RECORD SET:
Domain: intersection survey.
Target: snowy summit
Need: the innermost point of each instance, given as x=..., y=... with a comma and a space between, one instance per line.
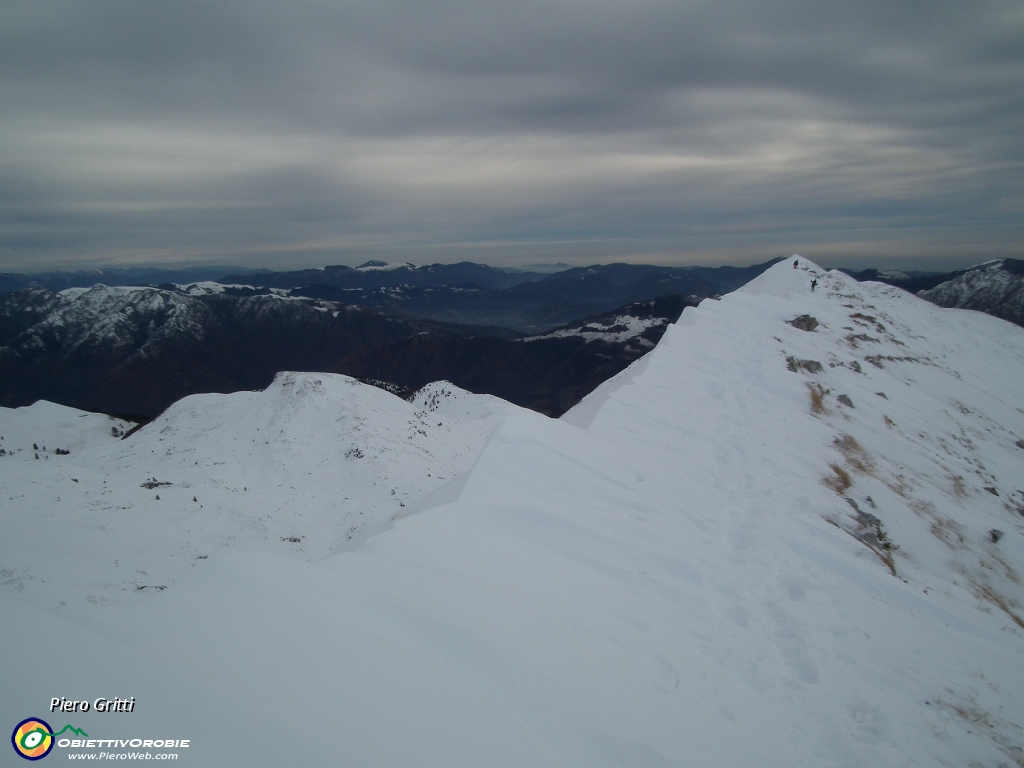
x=792, y=535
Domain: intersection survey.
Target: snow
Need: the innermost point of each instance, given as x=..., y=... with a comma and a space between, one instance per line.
x=672, y=574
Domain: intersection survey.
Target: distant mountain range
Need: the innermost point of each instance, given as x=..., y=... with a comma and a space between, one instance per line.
x=134, y=350
x=994, y=287
x=542, y=341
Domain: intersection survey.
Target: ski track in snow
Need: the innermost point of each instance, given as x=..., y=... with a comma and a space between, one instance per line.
x=759, y=545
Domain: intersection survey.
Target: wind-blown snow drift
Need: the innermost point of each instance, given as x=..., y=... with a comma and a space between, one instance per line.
x=760, y=545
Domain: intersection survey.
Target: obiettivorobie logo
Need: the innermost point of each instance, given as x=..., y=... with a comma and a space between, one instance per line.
x=33, y=738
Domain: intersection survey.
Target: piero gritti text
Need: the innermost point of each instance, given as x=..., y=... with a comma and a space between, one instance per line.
x=99, y=705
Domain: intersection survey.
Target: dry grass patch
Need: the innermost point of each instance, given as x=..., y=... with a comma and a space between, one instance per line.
x=840, y=481
x=855, y=456
x=817, y=393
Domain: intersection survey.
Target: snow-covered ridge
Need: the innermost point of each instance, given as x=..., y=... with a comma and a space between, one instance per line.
x=790, y=536
x=383, y=266
x=302, y=468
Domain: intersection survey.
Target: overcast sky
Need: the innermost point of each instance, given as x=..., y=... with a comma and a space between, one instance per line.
x=318, y=132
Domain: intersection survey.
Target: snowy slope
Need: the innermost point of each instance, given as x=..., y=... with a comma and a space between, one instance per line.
x=759, y=545
x=302, y=469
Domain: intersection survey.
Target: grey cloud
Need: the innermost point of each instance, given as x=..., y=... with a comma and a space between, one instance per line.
x=332, y=130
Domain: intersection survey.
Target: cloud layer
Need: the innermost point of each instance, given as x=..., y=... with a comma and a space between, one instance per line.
x=320, y=131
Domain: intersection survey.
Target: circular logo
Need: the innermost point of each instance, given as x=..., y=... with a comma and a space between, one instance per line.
x=33, y=738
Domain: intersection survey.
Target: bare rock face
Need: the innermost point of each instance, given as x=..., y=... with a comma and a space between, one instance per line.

INSTRUCTIONS TO FOLLOW: Only a number is expected here: the count of lines in the listing that hold the string "logo".

RESPONSE TO THIS TASK: 2